• [WORK TO COMPLETE]
Your answer should be exactly the lines from the one that contains "Which region of the image above contains the beige" through the final line of the entries below, and nothing else.

(Stored dataset items)

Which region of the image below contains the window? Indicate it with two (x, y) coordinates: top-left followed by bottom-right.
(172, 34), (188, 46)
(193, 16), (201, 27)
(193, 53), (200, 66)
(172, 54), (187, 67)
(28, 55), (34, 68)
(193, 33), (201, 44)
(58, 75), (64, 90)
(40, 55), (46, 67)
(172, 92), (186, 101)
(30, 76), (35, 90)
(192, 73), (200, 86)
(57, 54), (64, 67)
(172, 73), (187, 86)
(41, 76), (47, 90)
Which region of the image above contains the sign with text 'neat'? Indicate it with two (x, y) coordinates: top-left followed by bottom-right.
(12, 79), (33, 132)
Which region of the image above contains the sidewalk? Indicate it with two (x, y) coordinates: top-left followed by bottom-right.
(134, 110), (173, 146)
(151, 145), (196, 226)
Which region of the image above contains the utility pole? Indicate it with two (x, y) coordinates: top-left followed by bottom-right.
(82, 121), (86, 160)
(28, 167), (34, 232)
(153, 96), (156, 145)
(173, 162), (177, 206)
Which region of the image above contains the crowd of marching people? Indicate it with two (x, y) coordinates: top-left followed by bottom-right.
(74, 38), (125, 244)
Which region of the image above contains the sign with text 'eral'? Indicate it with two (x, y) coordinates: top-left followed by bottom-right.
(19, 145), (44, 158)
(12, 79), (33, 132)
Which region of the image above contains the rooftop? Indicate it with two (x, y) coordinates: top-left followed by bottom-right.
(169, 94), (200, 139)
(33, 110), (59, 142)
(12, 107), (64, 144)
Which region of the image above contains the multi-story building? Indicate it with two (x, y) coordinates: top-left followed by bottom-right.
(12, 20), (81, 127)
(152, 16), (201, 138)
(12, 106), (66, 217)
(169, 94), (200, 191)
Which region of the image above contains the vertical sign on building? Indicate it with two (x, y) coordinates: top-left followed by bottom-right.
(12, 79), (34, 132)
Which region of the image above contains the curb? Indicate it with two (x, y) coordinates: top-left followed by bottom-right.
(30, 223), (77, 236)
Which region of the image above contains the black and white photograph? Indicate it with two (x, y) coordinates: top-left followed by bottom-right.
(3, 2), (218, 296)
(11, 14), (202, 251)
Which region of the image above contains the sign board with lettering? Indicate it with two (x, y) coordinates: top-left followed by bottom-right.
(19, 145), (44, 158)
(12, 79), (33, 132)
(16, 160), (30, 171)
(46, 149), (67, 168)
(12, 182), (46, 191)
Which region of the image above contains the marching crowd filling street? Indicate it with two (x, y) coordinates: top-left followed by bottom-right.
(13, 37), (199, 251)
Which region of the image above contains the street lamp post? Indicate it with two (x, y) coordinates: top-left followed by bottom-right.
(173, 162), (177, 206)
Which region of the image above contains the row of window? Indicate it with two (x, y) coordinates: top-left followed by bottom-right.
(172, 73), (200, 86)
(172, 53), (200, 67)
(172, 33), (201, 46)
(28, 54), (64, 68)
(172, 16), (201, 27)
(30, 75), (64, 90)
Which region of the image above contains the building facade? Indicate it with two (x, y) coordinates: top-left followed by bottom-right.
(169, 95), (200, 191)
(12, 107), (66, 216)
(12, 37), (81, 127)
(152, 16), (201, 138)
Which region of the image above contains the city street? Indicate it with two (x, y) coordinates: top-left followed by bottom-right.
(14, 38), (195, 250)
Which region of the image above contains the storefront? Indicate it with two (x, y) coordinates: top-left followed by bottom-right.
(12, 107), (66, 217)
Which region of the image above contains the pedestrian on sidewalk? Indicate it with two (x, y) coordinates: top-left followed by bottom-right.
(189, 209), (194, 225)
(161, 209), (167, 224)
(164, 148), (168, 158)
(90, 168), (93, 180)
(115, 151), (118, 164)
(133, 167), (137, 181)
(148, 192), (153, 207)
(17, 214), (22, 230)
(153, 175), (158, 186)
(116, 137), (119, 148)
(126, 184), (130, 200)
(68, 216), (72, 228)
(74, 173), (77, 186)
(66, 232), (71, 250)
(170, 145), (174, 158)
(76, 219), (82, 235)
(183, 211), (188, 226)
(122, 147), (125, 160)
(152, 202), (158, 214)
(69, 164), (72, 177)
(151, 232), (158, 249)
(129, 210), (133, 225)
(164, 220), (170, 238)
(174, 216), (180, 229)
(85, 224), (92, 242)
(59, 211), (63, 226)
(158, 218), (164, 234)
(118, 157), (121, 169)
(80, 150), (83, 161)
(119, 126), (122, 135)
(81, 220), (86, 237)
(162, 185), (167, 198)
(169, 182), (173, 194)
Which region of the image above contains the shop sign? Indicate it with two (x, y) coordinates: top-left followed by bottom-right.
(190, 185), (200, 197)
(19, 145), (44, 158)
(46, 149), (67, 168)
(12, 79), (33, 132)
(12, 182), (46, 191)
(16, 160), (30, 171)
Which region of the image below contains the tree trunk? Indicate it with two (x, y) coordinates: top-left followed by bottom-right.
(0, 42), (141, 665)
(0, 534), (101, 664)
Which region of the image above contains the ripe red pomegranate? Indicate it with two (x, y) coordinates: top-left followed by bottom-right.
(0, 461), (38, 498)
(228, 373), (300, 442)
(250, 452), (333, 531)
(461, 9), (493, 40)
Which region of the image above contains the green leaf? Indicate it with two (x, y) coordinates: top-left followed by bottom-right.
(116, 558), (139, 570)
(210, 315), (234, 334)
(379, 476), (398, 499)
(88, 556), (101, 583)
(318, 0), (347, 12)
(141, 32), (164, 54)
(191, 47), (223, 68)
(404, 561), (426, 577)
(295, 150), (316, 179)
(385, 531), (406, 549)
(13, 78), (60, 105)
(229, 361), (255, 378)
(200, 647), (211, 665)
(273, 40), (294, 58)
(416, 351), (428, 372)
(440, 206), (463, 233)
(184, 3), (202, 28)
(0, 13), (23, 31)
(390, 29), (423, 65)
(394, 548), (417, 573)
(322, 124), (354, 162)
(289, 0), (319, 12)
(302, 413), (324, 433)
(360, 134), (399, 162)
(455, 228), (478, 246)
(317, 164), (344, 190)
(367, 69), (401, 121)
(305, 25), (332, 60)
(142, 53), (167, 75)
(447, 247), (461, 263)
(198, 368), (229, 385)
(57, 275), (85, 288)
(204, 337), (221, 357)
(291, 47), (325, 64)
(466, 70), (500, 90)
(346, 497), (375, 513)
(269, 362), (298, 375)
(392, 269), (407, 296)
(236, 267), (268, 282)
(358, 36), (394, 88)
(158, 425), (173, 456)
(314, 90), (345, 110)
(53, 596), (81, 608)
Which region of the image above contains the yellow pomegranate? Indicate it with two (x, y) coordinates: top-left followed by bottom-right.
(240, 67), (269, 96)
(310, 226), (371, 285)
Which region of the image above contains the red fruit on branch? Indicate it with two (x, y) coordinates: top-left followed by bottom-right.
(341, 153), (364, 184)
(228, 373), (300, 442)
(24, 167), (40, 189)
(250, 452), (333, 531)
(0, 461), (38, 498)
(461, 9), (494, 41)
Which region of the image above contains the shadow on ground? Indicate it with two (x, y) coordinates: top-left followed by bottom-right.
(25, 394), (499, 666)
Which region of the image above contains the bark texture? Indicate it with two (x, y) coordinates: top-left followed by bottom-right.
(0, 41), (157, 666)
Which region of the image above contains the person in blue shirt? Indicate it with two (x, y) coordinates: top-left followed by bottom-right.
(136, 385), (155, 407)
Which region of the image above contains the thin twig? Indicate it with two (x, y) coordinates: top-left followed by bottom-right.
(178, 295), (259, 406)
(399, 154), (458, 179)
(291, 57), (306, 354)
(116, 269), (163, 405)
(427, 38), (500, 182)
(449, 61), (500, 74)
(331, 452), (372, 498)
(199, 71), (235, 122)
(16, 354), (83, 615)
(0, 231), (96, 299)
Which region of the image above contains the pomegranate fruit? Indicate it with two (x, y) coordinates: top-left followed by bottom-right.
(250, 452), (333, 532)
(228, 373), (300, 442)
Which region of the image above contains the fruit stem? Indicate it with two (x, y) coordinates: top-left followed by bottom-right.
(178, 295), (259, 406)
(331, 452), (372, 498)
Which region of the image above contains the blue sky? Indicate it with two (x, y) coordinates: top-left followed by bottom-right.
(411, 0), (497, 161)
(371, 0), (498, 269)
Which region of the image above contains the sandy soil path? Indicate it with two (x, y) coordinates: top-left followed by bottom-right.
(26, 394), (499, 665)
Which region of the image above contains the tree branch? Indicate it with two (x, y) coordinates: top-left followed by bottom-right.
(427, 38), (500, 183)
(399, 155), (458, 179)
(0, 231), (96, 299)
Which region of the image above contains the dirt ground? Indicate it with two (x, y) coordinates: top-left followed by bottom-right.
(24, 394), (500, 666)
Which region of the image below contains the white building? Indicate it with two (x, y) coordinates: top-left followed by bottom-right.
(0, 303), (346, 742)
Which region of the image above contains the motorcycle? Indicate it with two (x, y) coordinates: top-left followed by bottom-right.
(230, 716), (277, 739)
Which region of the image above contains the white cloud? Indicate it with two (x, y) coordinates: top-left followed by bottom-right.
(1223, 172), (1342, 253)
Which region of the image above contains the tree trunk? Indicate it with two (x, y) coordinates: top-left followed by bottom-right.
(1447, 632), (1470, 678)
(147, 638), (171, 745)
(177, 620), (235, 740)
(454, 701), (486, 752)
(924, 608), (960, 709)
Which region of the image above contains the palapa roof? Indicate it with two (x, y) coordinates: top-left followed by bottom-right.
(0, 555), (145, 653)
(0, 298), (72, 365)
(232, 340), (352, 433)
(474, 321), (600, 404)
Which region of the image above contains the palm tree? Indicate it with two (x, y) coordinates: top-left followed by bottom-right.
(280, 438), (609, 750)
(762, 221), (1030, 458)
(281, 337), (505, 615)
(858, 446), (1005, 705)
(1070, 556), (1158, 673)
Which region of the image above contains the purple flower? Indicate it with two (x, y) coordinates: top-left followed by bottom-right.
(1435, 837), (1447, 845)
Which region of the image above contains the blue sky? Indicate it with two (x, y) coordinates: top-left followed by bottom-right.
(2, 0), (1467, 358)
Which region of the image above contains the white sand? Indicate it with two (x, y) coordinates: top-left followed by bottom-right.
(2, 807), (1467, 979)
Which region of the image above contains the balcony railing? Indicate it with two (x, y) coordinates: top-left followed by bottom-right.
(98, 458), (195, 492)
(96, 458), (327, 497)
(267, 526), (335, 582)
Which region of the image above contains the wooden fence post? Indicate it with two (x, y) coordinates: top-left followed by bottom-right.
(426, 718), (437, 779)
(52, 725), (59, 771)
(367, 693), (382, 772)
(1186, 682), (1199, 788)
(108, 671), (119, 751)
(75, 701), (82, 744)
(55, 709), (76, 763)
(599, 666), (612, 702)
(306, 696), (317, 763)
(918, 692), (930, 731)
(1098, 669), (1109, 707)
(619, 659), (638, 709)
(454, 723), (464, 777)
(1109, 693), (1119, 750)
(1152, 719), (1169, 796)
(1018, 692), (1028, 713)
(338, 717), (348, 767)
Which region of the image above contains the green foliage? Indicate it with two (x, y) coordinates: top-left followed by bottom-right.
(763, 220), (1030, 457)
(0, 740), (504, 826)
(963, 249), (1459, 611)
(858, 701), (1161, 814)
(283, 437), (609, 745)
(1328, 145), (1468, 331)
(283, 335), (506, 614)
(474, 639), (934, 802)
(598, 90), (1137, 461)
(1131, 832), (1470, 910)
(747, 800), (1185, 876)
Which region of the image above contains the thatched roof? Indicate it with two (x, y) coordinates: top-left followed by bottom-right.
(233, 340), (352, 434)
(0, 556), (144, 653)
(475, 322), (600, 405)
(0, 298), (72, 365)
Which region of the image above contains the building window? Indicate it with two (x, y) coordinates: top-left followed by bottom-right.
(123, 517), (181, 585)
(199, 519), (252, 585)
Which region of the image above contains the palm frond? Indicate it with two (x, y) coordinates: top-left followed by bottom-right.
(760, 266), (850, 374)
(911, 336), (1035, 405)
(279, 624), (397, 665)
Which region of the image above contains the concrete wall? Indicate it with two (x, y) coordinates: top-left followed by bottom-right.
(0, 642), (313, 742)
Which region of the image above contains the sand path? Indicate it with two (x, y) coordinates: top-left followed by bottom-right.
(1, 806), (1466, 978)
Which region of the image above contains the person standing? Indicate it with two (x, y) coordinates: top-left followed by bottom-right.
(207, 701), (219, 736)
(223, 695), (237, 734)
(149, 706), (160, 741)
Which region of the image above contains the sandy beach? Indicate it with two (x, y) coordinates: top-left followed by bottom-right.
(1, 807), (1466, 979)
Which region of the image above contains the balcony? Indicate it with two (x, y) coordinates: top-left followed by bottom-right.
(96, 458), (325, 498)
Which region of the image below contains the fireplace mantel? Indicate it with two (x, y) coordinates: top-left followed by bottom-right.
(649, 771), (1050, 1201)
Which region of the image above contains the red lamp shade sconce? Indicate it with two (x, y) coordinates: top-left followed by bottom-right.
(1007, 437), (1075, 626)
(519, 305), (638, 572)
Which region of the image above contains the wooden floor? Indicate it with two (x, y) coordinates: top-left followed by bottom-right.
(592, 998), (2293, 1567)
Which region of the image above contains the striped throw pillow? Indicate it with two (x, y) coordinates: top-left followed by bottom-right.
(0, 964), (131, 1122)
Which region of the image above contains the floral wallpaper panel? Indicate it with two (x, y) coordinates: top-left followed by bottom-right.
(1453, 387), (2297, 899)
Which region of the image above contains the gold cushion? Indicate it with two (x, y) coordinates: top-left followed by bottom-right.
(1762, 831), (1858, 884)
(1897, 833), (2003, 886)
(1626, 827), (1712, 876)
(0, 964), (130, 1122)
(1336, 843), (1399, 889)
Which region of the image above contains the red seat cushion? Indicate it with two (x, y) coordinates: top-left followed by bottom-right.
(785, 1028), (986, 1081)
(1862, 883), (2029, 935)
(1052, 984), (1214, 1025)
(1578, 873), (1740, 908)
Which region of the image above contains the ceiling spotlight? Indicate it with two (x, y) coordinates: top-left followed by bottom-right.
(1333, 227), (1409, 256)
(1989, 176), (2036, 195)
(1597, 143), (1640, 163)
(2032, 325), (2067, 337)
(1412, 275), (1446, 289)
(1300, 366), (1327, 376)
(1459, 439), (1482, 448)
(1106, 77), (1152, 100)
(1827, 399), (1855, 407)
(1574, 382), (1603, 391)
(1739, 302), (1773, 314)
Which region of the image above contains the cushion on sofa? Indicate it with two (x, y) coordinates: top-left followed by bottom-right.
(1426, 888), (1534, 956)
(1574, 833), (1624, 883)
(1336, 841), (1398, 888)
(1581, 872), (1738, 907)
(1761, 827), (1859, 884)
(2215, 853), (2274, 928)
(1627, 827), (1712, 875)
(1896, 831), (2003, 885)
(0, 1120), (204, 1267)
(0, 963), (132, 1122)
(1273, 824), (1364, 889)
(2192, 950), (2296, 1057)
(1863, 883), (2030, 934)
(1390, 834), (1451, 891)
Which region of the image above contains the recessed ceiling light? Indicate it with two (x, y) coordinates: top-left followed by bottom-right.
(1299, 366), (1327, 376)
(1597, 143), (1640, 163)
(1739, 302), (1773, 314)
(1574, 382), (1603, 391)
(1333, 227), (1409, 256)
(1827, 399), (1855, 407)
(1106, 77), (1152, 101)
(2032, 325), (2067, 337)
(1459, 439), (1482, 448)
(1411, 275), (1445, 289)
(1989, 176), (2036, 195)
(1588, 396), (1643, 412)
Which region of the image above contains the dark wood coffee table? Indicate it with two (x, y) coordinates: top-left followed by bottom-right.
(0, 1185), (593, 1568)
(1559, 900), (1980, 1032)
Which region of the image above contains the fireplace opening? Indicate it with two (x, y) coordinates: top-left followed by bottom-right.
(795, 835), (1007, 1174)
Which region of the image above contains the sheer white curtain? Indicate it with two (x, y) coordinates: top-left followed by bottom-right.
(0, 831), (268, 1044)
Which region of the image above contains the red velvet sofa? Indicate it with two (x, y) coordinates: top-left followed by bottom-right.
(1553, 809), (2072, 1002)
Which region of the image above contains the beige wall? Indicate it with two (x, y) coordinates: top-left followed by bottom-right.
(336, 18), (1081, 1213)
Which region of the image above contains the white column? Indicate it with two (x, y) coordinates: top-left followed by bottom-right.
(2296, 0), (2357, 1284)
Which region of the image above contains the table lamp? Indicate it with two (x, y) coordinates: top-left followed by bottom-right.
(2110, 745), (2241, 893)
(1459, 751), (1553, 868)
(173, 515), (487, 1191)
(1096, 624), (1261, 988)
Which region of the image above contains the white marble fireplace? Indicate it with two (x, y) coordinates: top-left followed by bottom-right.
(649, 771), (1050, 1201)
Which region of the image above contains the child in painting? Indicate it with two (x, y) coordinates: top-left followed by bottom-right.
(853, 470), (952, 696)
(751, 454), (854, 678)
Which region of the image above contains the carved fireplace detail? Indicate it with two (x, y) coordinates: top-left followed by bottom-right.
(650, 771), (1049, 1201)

• [EXERCISE SOLUTION]
Which region of the image above contains the beige wall? Indicate it with two (x, y) coordinates: top-left followed by bottom-right.
(336, 18), (1081, 1213)
Which region of the image above contains the white column? Indicate it with two (x, y) coordinates: top-left followed by bottom-right.
(2296, 0), (2357, 1284)
Which region of the image above contains the table lamp? Indicate it with two (x, y) coordinates: top-left followed by bottom-right.
(2110, 745), (2241, 893)
(1459, 751), (1553, 868)
(173, 515), (487, 1191)
(1096, 624), (1261, 988)
Which region of the image above contains the white marble fireplace? Indicate it with two (x, y) coordinates: top-left followed by bottom-right.
(649, 771), (1050, 1201)
Which region of the image above contains the child in painting? Indicate it with two (x, y) coordinates: top-left followed by bottom-right.
(853, 470), (952, 696)
(751, 454), (854, 678)
Which region of the image above contains the carved fireplace detail? Indicate it with two (x, y) coordinates: top-left followed by bottom-right.
(650, 771), (1049, 1201)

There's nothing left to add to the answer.